What is being asked – Below are records; please set down exactly the lines from the first through the one containing "task: segment every instance of the rocky".

Collected data

##########

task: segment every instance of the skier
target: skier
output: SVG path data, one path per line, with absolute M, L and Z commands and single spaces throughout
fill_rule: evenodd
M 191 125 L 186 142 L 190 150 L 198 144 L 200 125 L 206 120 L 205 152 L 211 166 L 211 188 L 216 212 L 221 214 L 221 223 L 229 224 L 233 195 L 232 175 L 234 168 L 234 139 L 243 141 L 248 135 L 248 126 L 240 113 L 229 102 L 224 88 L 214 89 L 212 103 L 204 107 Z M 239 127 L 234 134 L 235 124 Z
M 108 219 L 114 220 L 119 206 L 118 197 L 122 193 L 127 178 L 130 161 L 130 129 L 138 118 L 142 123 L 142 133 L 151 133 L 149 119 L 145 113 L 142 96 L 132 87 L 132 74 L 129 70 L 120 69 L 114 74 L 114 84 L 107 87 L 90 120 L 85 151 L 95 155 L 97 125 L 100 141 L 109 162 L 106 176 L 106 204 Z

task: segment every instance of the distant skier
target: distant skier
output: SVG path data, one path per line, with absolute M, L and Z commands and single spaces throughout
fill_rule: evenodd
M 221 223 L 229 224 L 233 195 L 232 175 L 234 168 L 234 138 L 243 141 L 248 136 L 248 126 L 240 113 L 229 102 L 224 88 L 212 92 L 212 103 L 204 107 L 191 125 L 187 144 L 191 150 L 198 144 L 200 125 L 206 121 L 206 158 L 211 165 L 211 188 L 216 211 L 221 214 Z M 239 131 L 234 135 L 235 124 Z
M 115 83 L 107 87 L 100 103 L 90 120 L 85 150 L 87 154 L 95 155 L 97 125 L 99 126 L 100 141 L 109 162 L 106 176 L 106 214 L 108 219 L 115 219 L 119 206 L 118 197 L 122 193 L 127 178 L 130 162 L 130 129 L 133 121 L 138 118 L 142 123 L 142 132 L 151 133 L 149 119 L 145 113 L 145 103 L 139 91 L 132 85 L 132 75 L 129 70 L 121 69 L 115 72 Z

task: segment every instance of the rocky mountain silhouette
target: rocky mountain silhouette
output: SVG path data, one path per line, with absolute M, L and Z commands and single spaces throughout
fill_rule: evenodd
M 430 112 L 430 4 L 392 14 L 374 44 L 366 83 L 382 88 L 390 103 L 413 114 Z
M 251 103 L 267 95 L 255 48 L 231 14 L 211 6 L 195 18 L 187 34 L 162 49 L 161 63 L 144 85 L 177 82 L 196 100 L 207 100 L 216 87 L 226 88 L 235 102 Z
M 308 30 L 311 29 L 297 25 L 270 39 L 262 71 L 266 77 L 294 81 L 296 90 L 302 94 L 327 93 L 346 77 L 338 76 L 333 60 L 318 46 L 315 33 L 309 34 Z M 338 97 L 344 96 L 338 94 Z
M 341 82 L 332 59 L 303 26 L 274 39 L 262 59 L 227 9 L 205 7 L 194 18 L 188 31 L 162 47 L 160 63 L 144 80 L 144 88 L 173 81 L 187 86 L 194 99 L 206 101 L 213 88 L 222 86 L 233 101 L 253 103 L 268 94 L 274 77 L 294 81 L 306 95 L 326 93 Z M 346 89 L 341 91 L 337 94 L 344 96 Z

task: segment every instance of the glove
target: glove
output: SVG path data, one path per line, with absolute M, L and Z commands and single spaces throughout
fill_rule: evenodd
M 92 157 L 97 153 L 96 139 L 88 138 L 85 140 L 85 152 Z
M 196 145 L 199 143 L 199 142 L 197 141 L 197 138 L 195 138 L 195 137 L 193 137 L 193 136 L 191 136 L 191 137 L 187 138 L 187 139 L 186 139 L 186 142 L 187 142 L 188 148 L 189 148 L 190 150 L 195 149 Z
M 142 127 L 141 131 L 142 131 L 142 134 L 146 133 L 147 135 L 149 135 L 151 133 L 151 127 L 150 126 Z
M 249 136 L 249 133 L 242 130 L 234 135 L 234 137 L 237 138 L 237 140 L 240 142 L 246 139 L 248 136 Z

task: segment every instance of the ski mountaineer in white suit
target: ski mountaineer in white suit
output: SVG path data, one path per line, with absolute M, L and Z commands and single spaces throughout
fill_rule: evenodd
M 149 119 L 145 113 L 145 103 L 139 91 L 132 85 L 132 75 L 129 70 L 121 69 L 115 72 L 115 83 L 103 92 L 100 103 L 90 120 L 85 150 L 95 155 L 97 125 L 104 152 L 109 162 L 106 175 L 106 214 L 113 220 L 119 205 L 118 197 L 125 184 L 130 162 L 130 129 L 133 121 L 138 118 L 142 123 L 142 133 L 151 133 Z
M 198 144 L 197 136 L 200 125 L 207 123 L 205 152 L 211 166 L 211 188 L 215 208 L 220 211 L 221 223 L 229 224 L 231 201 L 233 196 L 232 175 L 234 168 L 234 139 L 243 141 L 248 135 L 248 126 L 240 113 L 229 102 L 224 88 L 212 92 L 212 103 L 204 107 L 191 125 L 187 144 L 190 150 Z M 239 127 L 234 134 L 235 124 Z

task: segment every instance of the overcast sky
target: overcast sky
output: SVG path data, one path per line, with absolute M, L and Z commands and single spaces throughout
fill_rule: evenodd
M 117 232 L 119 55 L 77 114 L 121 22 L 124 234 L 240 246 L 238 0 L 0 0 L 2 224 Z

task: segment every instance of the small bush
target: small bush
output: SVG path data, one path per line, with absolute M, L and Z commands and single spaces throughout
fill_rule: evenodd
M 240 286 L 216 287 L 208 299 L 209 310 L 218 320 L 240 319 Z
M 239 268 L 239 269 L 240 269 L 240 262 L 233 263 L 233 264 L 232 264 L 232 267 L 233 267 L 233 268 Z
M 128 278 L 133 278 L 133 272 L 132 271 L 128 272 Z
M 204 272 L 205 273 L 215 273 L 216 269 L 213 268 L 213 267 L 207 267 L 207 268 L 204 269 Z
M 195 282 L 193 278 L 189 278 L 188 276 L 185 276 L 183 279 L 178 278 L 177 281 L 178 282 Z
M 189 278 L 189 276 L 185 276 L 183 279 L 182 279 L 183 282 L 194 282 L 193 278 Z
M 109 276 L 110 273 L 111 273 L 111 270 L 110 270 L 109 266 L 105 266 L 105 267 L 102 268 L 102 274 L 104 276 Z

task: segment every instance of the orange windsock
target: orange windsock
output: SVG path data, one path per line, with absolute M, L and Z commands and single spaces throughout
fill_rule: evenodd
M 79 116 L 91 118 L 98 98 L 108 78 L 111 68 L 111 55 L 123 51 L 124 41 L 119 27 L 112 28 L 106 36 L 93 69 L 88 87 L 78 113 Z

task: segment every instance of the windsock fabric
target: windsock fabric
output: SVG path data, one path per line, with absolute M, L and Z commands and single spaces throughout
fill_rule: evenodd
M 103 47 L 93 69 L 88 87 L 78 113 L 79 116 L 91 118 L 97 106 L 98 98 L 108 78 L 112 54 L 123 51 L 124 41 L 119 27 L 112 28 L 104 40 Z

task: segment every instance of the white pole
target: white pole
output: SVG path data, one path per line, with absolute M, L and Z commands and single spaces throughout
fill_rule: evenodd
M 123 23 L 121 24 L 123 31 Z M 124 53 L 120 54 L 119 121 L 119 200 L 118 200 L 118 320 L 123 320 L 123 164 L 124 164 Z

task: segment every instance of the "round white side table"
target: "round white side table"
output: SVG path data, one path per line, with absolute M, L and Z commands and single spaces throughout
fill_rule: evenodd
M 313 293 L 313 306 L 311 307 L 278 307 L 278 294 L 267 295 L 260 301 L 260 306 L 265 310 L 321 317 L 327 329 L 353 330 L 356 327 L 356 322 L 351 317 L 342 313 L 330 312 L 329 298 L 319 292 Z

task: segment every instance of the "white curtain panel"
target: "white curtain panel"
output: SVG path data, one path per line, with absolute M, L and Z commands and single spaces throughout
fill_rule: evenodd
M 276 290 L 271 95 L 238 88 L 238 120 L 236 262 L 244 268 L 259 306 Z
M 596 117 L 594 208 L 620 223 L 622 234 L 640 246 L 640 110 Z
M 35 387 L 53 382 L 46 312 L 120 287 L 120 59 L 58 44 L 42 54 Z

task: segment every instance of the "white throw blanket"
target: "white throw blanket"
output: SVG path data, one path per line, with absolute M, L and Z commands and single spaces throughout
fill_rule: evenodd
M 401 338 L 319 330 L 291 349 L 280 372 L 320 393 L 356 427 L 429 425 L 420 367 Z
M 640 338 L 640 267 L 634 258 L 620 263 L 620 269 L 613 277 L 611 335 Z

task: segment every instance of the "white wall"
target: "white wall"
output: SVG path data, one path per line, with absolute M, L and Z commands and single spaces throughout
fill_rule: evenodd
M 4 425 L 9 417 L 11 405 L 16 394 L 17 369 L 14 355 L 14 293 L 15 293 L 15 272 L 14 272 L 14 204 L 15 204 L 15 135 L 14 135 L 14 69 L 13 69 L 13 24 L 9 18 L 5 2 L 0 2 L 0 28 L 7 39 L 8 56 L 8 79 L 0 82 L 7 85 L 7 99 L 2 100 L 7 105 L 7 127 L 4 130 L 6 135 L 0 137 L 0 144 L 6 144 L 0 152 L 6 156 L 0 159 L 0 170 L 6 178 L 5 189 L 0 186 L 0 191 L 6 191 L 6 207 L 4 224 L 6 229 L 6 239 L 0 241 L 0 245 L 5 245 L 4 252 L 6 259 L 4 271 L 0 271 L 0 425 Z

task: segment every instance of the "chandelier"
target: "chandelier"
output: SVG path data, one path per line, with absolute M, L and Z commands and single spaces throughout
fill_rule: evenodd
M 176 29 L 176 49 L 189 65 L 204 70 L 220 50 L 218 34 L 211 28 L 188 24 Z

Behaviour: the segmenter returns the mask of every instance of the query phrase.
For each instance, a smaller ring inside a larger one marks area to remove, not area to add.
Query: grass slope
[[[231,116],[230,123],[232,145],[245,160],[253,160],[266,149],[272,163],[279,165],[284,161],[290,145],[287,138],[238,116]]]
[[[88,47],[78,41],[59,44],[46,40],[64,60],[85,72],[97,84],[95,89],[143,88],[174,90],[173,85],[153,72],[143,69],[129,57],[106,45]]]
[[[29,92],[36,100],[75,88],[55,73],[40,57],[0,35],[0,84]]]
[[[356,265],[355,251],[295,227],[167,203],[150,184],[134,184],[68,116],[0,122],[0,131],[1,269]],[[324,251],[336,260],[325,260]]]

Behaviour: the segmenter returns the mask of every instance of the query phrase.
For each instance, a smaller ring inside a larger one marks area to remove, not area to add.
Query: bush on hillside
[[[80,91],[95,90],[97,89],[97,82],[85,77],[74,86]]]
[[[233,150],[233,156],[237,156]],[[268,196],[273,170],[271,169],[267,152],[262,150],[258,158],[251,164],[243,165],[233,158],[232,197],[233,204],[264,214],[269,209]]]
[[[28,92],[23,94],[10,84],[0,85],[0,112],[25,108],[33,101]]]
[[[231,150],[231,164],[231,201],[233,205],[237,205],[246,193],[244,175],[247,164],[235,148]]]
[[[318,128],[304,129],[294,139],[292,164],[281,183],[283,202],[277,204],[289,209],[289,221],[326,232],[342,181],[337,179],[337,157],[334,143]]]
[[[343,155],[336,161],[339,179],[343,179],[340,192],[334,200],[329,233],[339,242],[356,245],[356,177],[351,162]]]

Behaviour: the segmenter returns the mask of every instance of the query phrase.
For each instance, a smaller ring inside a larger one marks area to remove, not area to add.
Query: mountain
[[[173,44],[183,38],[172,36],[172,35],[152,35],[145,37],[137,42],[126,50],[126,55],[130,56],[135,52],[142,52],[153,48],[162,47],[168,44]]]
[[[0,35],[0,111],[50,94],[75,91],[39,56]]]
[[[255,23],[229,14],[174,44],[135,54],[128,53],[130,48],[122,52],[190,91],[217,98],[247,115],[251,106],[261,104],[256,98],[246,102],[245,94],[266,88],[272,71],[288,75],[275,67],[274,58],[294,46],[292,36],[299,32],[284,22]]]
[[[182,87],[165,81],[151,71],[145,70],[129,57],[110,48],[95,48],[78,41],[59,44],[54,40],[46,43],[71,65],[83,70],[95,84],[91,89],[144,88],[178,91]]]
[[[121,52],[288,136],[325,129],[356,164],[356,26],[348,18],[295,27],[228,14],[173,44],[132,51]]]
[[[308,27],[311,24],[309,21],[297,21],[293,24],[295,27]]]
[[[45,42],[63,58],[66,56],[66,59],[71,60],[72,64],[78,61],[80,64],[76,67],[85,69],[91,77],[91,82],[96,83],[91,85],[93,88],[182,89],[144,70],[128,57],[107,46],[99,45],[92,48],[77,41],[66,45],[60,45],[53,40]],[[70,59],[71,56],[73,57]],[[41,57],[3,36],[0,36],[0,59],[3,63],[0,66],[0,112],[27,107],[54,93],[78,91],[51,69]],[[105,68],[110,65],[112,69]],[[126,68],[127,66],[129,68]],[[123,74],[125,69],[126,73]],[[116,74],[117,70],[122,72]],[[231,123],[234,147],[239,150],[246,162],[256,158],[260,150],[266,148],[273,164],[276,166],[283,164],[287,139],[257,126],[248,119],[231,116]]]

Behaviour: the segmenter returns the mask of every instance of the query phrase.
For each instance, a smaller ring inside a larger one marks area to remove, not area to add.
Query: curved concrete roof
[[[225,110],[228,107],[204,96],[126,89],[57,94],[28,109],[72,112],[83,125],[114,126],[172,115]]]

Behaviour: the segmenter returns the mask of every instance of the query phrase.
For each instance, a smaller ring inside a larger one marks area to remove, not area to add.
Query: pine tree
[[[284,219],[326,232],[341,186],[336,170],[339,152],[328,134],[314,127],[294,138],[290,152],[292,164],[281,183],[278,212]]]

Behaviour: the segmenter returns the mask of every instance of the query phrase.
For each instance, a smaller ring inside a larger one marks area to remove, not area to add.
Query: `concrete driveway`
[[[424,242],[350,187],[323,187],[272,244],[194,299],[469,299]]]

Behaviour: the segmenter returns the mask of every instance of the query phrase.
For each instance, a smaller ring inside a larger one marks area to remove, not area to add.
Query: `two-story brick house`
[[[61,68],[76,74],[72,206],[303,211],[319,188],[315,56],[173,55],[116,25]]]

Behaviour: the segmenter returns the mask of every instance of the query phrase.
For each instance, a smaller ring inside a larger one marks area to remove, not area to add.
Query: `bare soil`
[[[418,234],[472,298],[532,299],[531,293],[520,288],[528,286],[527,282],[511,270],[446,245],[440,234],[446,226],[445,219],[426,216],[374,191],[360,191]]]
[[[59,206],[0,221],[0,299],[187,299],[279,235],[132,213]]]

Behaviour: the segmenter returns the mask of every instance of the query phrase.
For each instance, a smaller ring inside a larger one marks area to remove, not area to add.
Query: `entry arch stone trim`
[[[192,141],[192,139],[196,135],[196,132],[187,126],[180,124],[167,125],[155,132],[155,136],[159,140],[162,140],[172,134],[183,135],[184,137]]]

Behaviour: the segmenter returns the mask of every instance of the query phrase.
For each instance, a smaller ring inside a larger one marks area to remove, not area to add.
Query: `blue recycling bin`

##########

Written solution –
task: segment every instance of the skier
target: skier
output: SVG path data, one path per line, with absolute M, L and Z commands and single spaces throughout
fill_rule: evenodd
M 191 125 L 186 142 L 190 150 L 198 144 L 200 125 L 206 120 L 205 152 L 211 166 L 211 188 L 216 212 L 221 214 L 221 223 L 229 224 L 233 195 L 232 175 L 234 168 L 234 139 L 243 141 L 248 135 L 248 126 L 240 113 L 229 102 L 224 88 L 214 89 L 212 103 L 204 107 Z M 239 127 L 234 134 L 235 124 Z
M 108 219 L 114 220 L 119 206 L 118 197 L 122 193 L 127 178 L 130 161 L 130 129 L 138 118 L 142 123 L 142 133 L 151 133 L 149 119 L 145 113 L 142 96 L 132 87 L 132 74 L 129 70 L 120 69 L 114 74 L 114 84 L 107 87 L 90 120 L 85 151 L 95 155 L 97 125 L 100 141 L 109 162 L 106 176 L 106 204 Z

task: segment every instance of the distant skier
target: distant skier
output: SVG path data, one path per line, with absolute M, L and Z commands and single spaces throughout
fill_rule: evenodd
M 221 223 L 229 224 L 233 195 L 232 175 L 234 168 L 234 138 L 243 141 L 248 136 L 248 126 L 240 113 L 229 102 L 224 88 L 212 92 L 212 103 L 204 107 L 191 125 L 187 144 L 191 150 L 198 144 L 200 125 L 206 121 L 206 158 L 211 165 L 211 188 L 216 211 L 221 214 Z M 239 131 L 234 135 L 235 124 Z
M 115 83 L 107 87 L 100 103 L 90 120 L 85 150 L 87 154 L 95 155 L 97 125 L 99 126 L 100 141 L 109 162 L 106 176 L 106 214 L 108 219 L 115 219 L 119 206 L 118 197 L 122 193 L 127 178 L 130 162 L 130 129 L 133 121 L 138 118 L 142 123 L 142 132 L 151 133 L 149 119 L 145 113 L 145 103 L 139 91 L 132 85 L 132 75 L 129 70 L 121 69 L 115 72 Z

task: segment every instance of the rocky mountain silhouette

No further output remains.